▶ Textabschnitt:
26.06.2014 10:51 Uhr

Chile: Sampaoli auf den Spuren von "El Loco"

Jorge Sampaoli
Jorge Sampaoli

Als Spion im Baum, während einer Bildungsreise auf der Straße geschlafen: Chiles Jorge Sampaoli ist kein gewöhnliche Trainer. Genau wie sein Vorbild.

Jorge Sampaoli fuhr hunderte Kilometer mit dem Auto durch die Nacht, dann versteckte er sich in einem Baum. Mit dem Fernglas in der Hand beobachtete Sampaoli jede Regung, jede Anweisung seines Gurus Marcelo Bielsa. Es war nur ein Training, ein stinknormales Training, das Bielsa leitete. Doch für Sampaoli war und ist jedes Training, jeder Gedanke Bielsas über Fußball viel mehr - fast schon eine religiöse Erweckung.

"Bielsa ist ein Ideal und eine Inspiration für mich", sagt Sampaoli, der Trainer und Anführer der wilden Kerle aus Chile, dem Favoritenschreck bei dieser WM in Brasilien. Auch Pep Guardiola von Bayern München bezeichnet den Argentinier, der im Sommer Olympique Marseille übernimmt, als Vorbild.

▶ Angezeigte Daten:
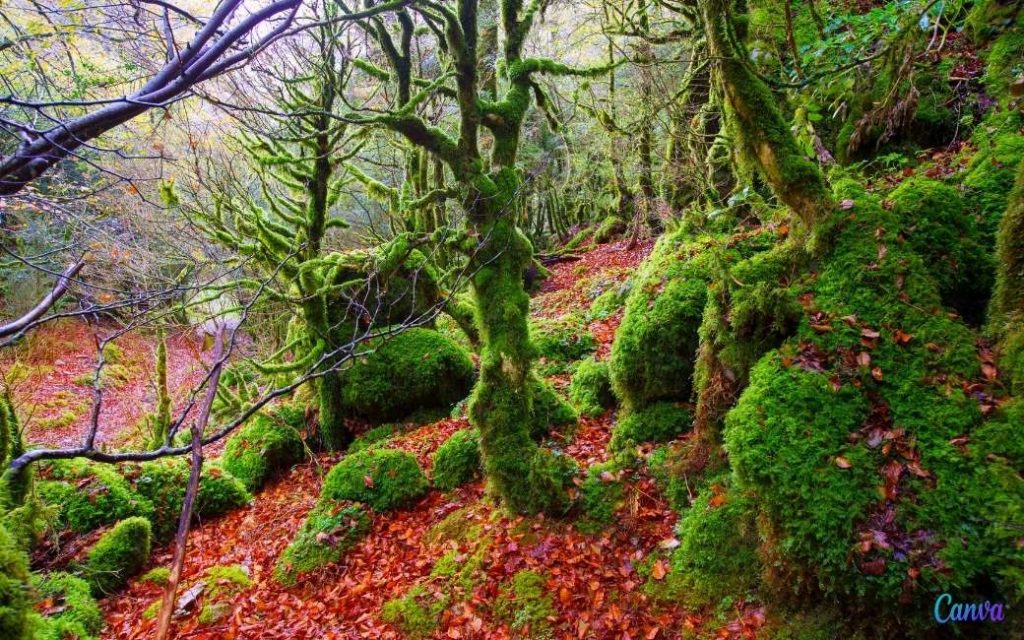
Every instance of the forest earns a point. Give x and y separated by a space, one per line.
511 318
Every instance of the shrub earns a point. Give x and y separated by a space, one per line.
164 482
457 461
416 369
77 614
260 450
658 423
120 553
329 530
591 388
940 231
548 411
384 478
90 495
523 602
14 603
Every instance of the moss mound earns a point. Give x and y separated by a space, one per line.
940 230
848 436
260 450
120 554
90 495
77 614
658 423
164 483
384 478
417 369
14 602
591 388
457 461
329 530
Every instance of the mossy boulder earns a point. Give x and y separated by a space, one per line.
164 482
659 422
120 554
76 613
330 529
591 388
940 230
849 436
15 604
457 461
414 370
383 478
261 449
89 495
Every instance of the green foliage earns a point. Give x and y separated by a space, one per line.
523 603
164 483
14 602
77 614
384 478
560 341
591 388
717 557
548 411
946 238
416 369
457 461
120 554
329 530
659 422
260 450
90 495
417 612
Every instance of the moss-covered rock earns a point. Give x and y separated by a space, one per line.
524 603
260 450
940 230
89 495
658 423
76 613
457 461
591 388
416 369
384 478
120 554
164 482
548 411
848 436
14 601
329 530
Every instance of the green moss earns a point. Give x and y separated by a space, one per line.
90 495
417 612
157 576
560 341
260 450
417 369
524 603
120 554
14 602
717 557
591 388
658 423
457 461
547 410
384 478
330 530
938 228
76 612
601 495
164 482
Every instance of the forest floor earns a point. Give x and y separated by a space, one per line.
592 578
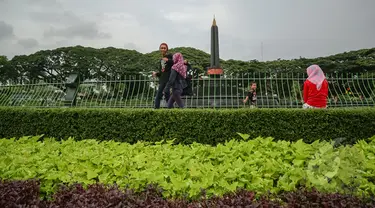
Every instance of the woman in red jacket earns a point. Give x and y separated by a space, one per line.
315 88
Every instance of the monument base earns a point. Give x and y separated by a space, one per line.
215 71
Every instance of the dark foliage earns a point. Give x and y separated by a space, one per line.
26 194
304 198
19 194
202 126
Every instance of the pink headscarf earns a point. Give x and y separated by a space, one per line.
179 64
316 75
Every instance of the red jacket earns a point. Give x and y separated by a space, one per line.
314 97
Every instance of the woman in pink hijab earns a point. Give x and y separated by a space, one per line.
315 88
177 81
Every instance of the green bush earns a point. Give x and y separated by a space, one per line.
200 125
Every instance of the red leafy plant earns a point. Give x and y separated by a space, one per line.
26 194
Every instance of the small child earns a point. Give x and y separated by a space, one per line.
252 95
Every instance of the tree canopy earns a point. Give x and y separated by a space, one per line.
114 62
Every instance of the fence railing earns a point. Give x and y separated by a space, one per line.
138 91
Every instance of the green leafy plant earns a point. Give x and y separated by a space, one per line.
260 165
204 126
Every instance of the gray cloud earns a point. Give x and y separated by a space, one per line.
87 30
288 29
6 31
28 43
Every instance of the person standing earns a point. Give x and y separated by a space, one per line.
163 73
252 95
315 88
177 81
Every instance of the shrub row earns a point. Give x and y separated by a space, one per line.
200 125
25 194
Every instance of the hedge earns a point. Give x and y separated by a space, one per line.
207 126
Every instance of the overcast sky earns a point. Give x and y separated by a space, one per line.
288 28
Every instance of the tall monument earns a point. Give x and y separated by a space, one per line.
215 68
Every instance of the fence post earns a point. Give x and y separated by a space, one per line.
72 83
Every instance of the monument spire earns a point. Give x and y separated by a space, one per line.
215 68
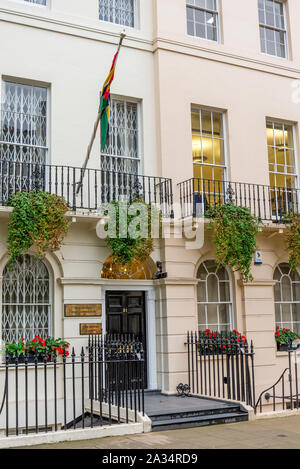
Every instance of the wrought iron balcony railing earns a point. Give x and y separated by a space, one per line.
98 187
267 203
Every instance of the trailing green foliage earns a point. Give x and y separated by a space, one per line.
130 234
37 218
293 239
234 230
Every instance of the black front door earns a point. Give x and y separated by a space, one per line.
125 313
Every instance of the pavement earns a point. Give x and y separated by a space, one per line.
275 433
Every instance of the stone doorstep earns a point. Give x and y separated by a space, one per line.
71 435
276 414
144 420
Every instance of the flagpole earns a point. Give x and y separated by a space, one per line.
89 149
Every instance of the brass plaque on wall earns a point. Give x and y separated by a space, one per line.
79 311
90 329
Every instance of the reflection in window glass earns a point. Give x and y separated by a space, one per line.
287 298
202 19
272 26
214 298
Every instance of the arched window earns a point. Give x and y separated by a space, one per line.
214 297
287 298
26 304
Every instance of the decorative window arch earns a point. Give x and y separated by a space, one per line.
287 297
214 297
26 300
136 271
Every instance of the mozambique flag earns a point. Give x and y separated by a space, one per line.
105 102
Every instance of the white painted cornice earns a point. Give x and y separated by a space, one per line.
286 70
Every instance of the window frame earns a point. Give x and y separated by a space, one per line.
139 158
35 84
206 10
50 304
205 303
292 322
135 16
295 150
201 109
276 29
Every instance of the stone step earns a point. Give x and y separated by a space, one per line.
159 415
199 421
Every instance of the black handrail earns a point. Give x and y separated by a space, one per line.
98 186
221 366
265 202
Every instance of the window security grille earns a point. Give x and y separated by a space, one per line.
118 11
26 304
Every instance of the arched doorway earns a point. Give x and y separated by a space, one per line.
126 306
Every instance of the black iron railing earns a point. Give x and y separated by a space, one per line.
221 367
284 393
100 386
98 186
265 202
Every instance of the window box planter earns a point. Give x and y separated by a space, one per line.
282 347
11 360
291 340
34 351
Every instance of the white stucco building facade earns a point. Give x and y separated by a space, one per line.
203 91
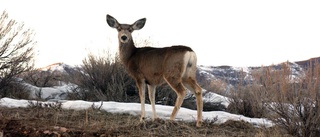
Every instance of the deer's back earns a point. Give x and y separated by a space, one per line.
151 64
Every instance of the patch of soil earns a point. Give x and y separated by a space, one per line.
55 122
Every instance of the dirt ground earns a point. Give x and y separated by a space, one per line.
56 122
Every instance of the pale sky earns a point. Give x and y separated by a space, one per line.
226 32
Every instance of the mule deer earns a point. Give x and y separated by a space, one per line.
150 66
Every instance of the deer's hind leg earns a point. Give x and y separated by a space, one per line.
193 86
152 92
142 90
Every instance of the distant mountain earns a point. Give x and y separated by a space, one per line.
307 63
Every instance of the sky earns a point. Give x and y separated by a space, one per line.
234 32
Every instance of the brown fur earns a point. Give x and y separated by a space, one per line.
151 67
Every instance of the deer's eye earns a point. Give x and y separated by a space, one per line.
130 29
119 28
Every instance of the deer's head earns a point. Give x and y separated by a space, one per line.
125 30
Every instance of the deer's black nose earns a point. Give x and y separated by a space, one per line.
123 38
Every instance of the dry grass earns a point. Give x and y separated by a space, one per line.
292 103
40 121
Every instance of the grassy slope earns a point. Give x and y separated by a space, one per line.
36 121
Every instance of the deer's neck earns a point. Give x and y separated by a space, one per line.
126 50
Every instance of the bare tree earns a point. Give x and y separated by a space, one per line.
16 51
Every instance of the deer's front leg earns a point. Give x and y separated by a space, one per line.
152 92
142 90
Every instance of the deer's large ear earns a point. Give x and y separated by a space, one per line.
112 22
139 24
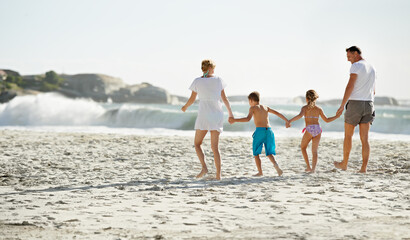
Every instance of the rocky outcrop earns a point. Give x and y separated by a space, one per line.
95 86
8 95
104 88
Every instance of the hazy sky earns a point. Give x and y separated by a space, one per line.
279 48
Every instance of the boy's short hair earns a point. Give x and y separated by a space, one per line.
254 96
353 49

▶ Arbeitsanweisung 1: Mit welchem Hilfsmittel verfolgte Sampaoli laut dem Artikel über Jorge Sampaoli das Training von Marcelo Bielsa?
▶ Arbeitsanweisung 2: Führe den Artikel über Jorge Sampaoli im Anschluss an seinen letzten Satz fort.

▶ Schriftliche Antwort 1: Mit einem Fernglas.

▶ Schriftliche Antwort 2:
Der Verrückte

In Südamerika nennen sie Bielsa nur "El Loco", den Verrückten. Doch Sampaoli ist mindestens genau so obsessiv wie sein Vorvorgänger als Trainer von La Roja. Als Amateurcoach in der Provinz von Argentinien, Peru oder Ecuador versteckte sich der heute 54-Jährige nicht nur in Bäumen, sondern tourte auf eigene Rechnung auch durch Europa, um sich in Spanien, Italien und den Niederlanden neue Ideen, neue Impulse zu holen. Das Geld war schnell alle. "Das Schwierigste war, dass wir manchmal nichts zu essen und keinen Ort zum Schlafen hatten", sagt Sampaoli - also kampierte er so manche Nacht auf der Straße.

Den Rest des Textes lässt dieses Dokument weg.